▶ INSTRUCTIONS FOR THE TASK
Give back exactly the lines of the entries below from the line with "In this picture, where can the dragonfly abdomen" to the line with "In this picture, where can the dragonfly wing", inclusive, and only those.

▶ RECORDS SUPPLIED
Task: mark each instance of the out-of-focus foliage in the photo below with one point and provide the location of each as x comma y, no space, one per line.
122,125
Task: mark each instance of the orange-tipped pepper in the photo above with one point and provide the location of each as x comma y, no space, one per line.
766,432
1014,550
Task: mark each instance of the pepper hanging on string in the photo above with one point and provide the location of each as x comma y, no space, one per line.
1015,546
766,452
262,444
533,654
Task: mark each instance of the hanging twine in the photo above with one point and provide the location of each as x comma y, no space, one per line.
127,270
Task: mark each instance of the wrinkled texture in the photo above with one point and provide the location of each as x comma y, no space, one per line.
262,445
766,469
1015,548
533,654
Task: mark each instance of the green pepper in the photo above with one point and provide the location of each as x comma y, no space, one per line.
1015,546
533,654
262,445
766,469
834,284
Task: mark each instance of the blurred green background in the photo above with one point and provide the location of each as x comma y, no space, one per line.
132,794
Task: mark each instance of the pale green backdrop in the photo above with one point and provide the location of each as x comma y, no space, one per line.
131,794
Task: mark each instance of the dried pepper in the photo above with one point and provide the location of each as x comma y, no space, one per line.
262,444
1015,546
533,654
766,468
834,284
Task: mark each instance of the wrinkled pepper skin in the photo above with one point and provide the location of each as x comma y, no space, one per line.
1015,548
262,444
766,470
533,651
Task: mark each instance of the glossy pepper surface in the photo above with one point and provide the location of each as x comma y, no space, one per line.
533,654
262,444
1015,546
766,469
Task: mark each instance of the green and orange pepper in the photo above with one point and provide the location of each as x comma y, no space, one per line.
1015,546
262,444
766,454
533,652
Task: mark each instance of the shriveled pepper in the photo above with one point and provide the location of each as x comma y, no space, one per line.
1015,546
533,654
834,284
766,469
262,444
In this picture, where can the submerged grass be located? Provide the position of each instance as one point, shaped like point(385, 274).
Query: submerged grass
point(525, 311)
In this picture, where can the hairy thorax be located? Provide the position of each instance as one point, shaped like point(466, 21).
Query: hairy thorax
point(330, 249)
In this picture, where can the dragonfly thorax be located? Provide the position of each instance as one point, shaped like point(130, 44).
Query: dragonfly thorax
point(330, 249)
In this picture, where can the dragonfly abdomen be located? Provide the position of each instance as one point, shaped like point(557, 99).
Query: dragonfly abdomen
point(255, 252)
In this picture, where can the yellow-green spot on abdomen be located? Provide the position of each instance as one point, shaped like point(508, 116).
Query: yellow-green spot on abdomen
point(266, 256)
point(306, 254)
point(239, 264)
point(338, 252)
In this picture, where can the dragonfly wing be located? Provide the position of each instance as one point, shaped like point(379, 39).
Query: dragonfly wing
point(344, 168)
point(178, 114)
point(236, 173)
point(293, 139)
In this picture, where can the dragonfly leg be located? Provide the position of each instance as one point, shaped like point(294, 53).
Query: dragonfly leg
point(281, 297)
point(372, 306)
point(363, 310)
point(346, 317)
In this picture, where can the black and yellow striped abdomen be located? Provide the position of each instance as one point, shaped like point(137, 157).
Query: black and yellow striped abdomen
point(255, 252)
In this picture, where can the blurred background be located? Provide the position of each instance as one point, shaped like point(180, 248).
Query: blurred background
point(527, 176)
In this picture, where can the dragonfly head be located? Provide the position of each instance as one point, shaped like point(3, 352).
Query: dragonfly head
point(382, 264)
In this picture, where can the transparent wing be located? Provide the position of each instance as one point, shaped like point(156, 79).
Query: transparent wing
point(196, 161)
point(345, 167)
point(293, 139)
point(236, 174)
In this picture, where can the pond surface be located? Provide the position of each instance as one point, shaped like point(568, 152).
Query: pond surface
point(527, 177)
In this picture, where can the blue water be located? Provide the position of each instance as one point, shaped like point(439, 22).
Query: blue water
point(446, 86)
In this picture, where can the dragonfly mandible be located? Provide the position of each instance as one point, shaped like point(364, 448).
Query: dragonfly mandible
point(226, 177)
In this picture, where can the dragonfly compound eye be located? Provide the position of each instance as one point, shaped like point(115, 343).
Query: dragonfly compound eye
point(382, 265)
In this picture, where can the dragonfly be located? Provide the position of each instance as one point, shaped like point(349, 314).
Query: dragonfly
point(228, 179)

▶ SOLUTION BELOW
In this picture, where can the dragonfly abdomen be located? Provide the position of each instance as one point, shaped like point(557, 99).
Query: dragonfly abdomen
point(255, 252)
In this picture, where can the yellow-green spot on abdomen be located? Provide the position of each instance as one point, shaped like point(508, 116).
Query: yellow-green spot on abdomen
point(266, 256)
point(306, 254)
point(239, 264)
point(338, 252)
In this picture, where can the dragonfly wing be located? Provide the position of each instance as one point, shaped like point(379, 39).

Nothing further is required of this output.